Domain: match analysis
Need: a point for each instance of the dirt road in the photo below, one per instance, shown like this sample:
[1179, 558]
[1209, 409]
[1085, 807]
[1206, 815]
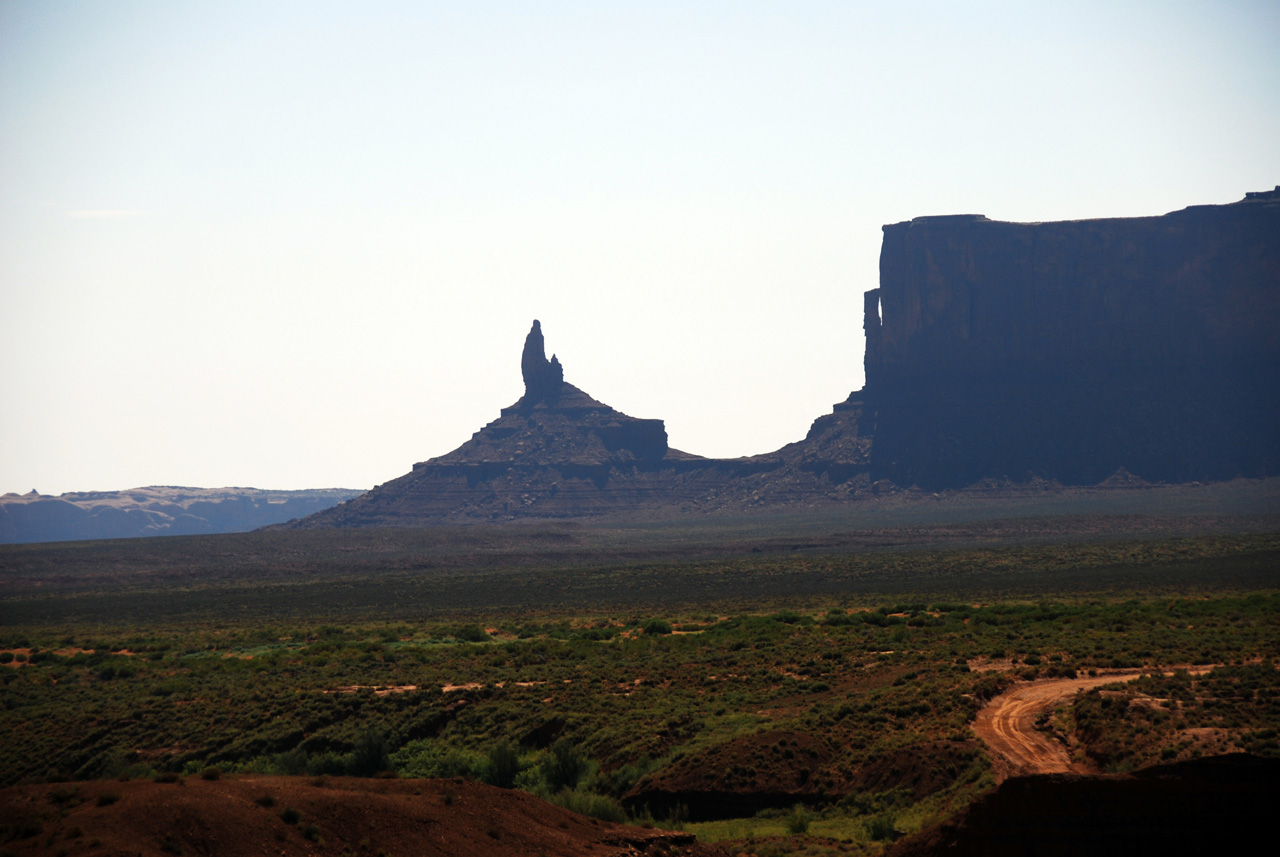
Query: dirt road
[1008, 724]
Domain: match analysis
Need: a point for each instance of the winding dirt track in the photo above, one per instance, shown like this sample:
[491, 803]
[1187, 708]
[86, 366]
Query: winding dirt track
[1008, 724]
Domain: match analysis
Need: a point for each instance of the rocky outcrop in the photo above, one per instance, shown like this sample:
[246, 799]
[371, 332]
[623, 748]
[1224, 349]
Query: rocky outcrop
[1093, 352]
[544, 379]
[558, 453]
[156, 511]
[1068, 351]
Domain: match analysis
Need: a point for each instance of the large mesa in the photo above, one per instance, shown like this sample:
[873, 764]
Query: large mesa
[1046, 353]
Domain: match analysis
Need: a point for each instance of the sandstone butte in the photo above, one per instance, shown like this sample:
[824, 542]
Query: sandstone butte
[1022, 353]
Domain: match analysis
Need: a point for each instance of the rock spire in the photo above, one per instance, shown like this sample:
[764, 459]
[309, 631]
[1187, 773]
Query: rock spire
[544, 379]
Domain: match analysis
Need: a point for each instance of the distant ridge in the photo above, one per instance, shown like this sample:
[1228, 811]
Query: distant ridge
[155, 511]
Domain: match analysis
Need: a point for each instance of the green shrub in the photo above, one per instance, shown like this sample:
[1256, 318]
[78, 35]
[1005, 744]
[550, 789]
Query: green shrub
[882, 826]
[370, 756]
[594, 806]
[799, 820]
[563, 766]
[471, 633]
[502, 765]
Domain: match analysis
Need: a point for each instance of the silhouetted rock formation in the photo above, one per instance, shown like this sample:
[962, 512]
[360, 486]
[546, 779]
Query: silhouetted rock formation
[1070, 349]
[543, 379]
[1095, 352]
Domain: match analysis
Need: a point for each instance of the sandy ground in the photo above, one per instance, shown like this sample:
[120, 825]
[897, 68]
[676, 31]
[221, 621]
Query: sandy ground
[1008, 724]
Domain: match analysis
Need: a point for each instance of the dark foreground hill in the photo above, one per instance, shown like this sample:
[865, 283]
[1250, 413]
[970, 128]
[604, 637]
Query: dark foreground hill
[1000, 357]
[282, 815]
[1215, 805]
[155, 511]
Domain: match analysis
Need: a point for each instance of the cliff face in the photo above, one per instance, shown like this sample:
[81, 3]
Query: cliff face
[1070, 349]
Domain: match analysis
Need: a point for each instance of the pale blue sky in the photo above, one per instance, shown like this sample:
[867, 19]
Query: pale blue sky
[298, 244]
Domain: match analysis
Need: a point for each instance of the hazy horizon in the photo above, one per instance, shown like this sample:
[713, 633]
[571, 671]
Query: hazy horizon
[292, 246]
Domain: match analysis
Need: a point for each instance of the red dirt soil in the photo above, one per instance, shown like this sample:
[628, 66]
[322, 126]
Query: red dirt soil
[1008, 724]
[361, 817]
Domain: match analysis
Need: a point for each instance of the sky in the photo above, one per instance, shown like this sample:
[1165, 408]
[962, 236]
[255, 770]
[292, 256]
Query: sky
[298, 244]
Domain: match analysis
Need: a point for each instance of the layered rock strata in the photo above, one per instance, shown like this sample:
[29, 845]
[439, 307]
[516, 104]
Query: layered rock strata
[1091, 352]
[1068, 351]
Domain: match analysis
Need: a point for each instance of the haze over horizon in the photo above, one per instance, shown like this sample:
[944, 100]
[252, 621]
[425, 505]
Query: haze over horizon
[297, 246]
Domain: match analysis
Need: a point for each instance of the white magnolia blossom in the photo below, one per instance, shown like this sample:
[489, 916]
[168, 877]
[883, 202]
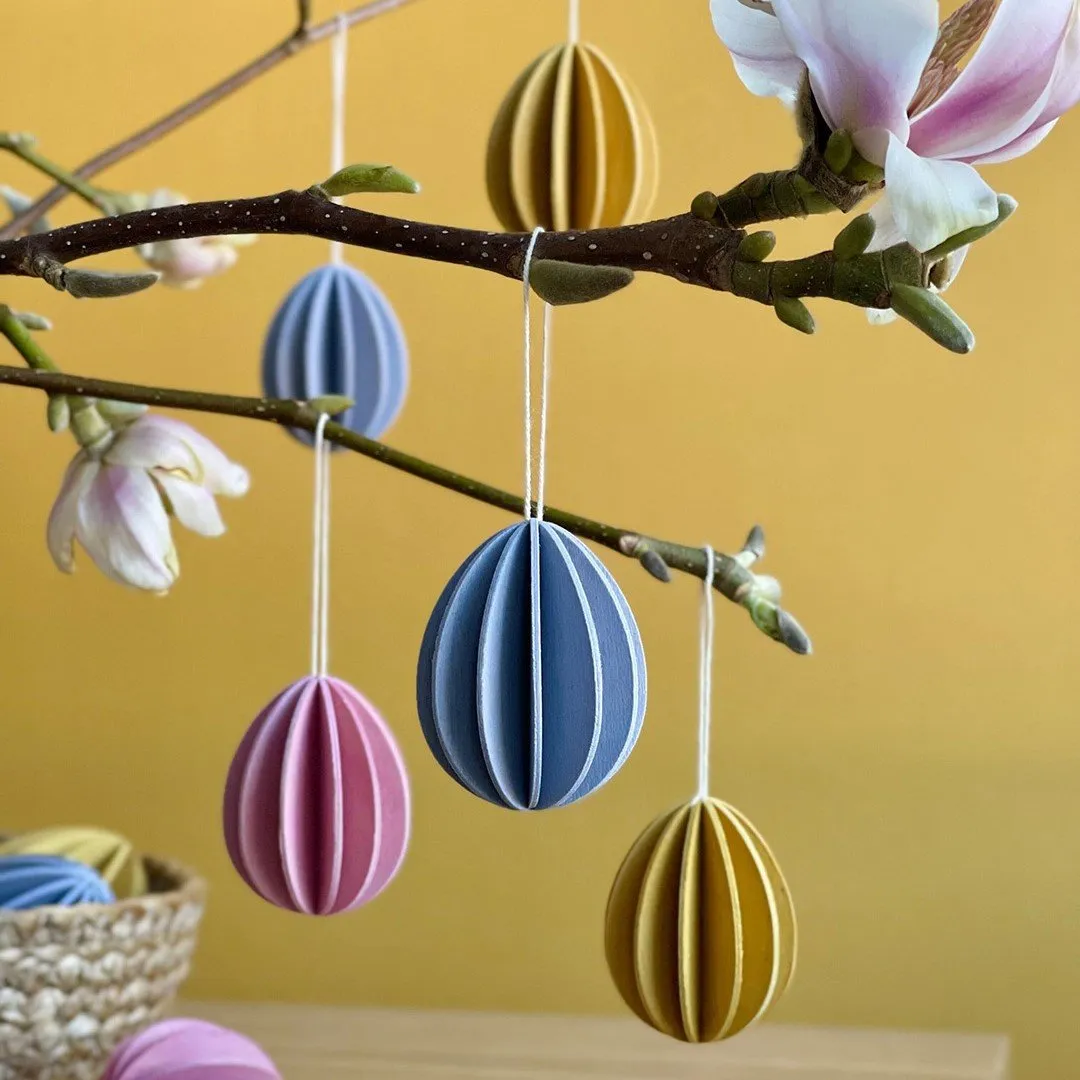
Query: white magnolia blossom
[117, 500]
[865, 61]
[187, 261]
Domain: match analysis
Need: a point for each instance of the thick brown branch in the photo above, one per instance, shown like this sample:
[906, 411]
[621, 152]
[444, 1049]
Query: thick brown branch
[733, 578]
[305, 36]
[684, 247]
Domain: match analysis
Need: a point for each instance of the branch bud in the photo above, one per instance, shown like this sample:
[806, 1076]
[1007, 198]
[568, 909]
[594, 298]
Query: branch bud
[331, 404]
[757, 246]
[58, 414]
[102, 284]
[854, 238]
[1007, 206]
[932, 315]
[563, 283]
[793, 312]
[354, 179]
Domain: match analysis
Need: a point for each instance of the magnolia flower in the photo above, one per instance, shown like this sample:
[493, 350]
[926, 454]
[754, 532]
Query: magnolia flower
[186, 262]
[117, 500]
[880, 70]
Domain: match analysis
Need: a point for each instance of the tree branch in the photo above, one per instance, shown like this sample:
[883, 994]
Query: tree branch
[688, 248]
[733, 576]
[304, 36]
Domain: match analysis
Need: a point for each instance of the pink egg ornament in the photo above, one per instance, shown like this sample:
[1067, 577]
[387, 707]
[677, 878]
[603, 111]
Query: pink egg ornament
[316, 802]
[189, 1050]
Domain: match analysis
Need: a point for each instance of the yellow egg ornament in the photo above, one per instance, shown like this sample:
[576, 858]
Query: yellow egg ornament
[572, 146]
[110, 854]
[700, 929]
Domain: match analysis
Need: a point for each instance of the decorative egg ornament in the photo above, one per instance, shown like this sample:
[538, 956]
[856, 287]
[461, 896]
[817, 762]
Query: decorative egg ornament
[111, 855]
[531, 683]
[189, 1050]
[572, 146]
[337, 334]
[316, 802]
[700, 928]
[30, 881]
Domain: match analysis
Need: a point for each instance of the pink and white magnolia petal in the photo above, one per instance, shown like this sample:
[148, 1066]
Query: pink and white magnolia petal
[149, 443]
[1064, 95]
[1014, 149]
[192, 505]
[865, 58]
[934, 200]
[761, 54]
[216, 472]
[186, 264]
[64, 517]
[124, 528]
[1004, 89]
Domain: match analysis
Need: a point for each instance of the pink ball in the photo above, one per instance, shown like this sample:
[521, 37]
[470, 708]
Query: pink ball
[189, 1050]
[316, 805]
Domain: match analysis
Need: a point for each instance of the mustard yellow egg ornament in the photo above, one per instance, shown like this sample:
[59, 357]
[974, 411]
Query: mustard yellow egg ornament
[572, 146]
[700, 929]
[113, 856]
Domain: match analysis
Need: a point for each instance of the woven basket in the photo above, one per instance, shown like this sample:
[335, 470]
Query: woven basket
[77, 981]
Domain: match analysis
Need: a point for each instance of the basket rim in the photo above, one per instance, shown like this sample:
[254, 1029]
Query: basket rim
[187, 887]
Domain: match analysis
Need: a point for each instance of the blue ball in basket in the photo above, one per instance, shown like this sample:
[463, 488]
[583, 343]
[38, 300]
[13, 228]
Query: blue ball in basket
[29, 881]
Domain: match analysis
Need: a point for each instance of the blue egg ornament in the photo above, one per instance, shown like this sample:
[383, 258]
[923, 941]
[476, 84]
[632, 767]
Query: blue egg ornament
[531, 683]
[337, 334]
[30, 881]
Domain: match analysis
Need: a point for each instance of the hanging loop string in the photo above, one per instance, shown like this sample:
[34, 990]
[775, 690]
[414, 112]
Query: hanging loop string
[321, 553]
[544, 380]
[339, 58]
[705, 675]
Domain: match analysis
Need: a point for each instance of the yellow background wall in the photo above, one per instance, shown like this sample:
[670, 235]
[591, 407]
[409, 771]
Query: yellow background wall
[918, 775]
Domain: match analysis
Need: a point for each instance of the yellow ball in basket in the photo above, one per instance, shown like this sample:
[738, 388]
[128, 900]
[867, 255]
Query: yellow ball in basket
[113, 856]
[572, 146]
[700, 929]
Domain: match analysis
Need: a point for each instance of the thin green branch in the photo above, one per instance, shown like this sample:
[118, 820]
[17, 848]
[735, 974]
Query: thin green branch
[299, 39]
[23, 146]
[733, 576]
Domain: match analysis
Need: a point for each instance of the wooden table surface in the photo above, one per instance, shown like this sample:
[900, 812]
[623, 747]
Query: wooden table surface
[312, 1042]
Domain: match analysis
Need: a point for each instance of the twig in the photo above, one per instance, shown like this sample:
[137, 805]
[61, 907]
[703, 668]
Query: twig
[23, 147]
[733, 577]
[300, 39]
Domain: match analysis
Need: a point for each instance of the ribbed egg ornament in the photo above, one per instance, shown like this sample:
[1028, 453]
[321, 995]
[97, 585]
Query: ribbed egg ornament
[572, 146]
[111, 855]
[189, 1050]
[316, 801]
[28, 881]
[336, 333]
[700, 931]
[531, 680]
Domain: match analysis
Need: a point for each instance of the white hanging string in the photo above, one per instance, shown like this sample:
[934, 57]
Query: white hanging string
[321, 553]
[705, 675]
[339, 57]
[544, 380]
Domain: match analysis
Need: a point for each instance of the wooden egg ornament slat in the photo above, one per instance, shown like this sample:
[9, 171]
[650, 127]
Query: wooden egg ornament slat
[520, 731]
[700, 932]
[530, 146]
[336, 333]
[189, 1050]
[571, 146]
[316, 804]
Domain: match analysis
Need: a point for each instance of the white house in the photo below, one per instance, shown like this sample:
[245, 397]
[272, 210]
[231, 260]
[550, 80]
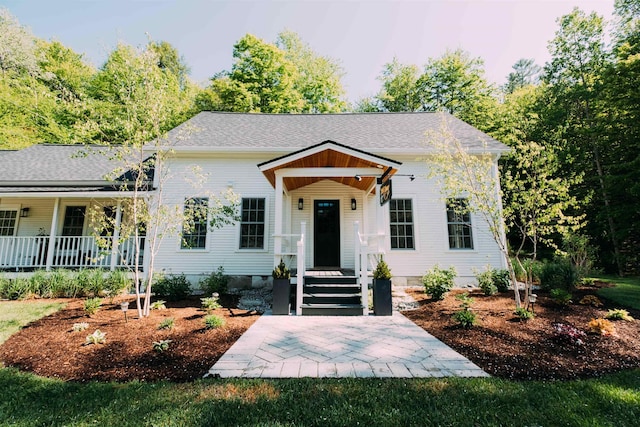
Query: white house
[323, 192]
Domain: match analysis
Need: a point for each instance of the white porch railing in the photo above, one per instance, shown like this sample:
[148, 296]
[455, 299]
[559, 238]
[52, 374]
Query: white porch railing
[368, 249]
[287, 251]
[31, 252]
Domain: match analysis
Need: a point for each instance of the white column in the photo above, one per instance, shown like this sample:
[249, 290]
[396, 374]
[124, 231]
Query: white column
[52, 234]
[116, 236]
[277, 241]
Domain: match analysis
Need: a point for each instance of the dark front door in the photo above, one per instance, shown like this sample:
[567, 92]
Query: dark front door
[326, 219]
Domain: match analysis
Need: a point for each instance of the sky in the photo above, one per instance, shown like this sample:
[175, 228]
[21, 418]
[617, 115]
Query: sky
[362, 35]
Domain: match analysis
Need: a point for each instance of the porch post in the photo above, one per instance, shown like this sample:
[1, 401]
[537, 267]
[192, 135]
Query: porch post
[277, 241]
[52, 235]
[116, 236]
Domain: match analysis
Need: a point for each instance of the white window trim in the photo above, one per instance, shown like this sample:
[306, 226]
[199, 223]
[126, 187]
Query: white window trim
[387, 216]
[62, 214]
[207, 246]
[474, 232]
[267, 222]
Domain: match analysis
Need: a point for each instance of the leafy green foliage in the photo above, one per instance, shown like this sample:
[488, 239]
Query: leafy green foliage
[281, 271]
[97, 337]
[465, 317]
[216, 282]
[167, 323]
[173, 288]
[79, 327]
[523, 314]
[437, 281]
[558, 274]
[210, 303]
[213, 321]
[161, 346]
[158, 305]
[382, 270]
[92, 305]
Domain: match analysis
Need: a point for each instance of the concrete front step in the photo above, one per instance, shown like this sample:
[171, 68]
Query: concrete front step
[332, 309]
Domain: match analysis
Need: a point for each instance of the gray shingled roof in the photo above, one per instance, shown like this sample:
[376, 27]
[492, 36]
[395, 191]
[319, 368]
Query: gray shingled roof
[55, 165]
[390, 132]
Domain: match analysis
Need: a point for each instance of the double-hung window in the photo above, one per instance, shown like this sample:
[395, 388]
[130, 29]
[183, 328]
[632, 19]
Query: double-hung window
[252, 223]
[194, 227]
[459, 224]
[401, 223]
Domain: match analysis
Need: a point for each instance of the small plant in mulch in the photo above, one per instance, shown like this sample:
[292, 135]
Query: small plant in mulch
[79, 327]
[618, 314]
[213, 322]
[568, 334]
[210, 303]
[98, 337]
[602, 326]
[591, 300]
[161, 346]
[92, 305]
[466, 318]
[523, 314]
[560, 297]
[167, 323]
[438, 281]
[158, 305]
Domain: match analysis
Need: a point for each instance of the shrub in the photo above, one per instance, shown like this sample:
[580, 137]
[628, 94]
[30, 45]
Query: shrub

--------------------------------------------------

▸ Task objective
Copy out, word for word, every line above that contains the string "petal".

▸ Expected output
Need: a point for each instance of the pink and white magnolia petal in the photo above, one per instance, shown like this sample:
Query: pink and white magnolia petal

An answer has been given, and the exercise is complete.